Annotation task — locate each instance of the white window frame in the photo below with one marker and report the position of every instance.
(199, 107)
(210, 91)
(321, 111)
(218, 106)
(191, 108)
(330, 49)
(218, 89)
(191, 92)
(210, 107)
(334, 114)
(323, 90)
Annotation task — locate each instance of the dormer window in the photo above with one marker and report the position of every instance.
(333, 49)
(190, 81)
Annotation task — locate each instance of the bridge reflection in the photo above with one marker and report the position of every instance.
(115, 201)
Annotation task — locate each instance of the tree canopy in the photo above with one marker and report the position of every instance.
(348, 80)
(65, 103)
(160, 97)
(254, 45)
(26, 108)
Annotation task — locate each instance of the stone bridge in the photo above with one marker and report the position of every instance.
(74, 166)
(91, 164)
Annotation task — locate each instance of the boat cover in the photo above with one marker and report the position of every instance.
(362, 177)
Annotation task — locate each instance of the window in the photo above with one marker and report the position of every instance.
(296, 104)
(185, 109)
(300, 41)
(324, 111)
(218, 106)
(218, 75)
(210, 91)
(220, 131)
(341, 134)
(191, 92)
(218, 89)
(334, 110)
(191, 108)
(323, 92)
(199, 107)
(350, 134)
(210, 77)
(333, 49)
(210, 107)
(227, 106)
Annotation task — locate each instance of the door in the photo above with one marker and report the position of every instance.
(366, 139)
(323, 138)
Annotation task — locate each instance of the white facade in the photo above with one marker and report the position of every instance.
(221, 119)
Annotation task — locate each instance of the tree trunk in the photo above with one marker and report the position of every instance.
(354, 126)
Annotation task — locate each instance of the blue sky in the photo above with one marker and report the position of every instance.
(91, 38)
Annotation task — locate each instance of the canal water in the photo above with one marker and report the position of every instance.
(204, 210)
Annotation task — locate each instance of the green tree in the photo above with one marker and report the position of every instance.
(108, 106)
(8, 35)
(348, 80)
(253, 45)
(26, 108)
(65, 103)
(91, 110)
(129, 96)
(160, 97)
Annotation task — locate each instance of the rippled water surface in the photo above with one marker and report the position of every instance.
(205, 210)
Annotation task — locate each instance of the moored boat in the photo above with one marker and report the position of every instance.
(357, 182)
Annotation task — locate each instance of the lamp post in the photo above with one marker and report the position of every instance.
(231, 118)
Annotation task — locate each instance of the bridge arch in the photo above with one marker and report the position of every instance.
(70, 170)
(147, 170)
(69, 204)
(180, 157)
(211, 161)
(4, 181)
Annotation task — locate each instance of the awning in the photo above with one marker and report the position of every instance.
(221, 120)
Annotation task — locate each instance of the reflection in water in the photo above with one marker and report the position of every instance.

--

= WHAT TO WORK ON =
A verbatim repeat of all the entries above is the required answer.

= YOUR SOLUTION =
Annotation task — locate each instance of the white window frame in the photo below with one marker and report the position of every instance.
(199, 107)
(210, 91)
(321, 111)
(218, 106)
(191, 108)
(330, 49)
(218, 89)
(191, 92)
(210, 107)
(334, 114)
(323, 90)
Annotation task — locate each instance of the dormer window in the photo above with one marker and report the position of every instance.
(333, 49)
(190, 81)
Annotation task — locate each instance of the bridge reflection in the photo above with one marker and report the position of every instance.
(115, 201)
Annotation task — locate each instance of the tree canopy in the photo above with one marker and report the position of every instance.
(348, 80)
(65, 103)
(160, 97)
(254, 45)
(26, 108)
Annotation task — locate each instance of the stone bridge in the photo above with one marker and report the position of every instance.
(74, 166)
(91, 164)
Annotation task — locate each instance of the boat cover in the photo above with one marker and report the position of every instance.
(362, 177)
Annotation task — locate each instance of the window in the photo above with one marker and report the position of every instance.
(296, 104)
(185, 109)
(300, 41)
(324, 111)
(218, 106)
(218, 75)
(210, 91)
(220, 131)
(341, 134)
(191, 92)
(218, 89)
(334, 110)
(191, 108)
(323, 92)
(199, 107)
(350, 134)
(210, 77)
(333, 49)
(210, 107)
(227, 106)
Annotation task — locate each instance of the door in the photo above with one marker and report the position of every instance.
(366, 139)
(323, 138)
Annotation task — locate each instance of the white facade in the photo above with one marker and report the position of every instance.
(221, 119)
Annotation task — locate each instance of the tree trunk in the photo above with one marker and report the position of every instance.
(354, 126)
Annotation task — locate each instance of the blue sky in the photo above with one marker and report the position of every instance.
(91, 38)
Annotation task — locate each instance of the canal water in the photo above with one marker and report the position of every instance.
(204, 210)
Annotation task — locate each instance of the green tree in the photo above with one marker and report the position of every instance.
(108, 106)
(8, 35)
(348, 80)
(253, 45)
(26, 108)
(65, 103)
(91, 110)
(129, 96)
(160, 97)
Annotation task — locate each instance of the rippled water surface in the photo above with one marker and report the position of every instance.
(205, 210)
Annotation task — locate each instance of the moored boat in the photo above with one marker and report the position of every instance.
(357, 182)
Annotation task — locate each instance of the lamp post in the photo above with one marker and report the position of every instance.
(231, 118)
Annotation task — locate each instance of the bridge arch in the photo above with one marker and report the position of every instance.
(70, 170)
(147, 170)
(69, 204)
(180, 157)
(211, 161)
(4, 181)
Annotation task — locate each instance of the awning in the photo above with one marker and report the position of every instance.
(221, 120)
Annotation task — locate each instance of the reflection in water in the photo above with one marker and report the position of every instance.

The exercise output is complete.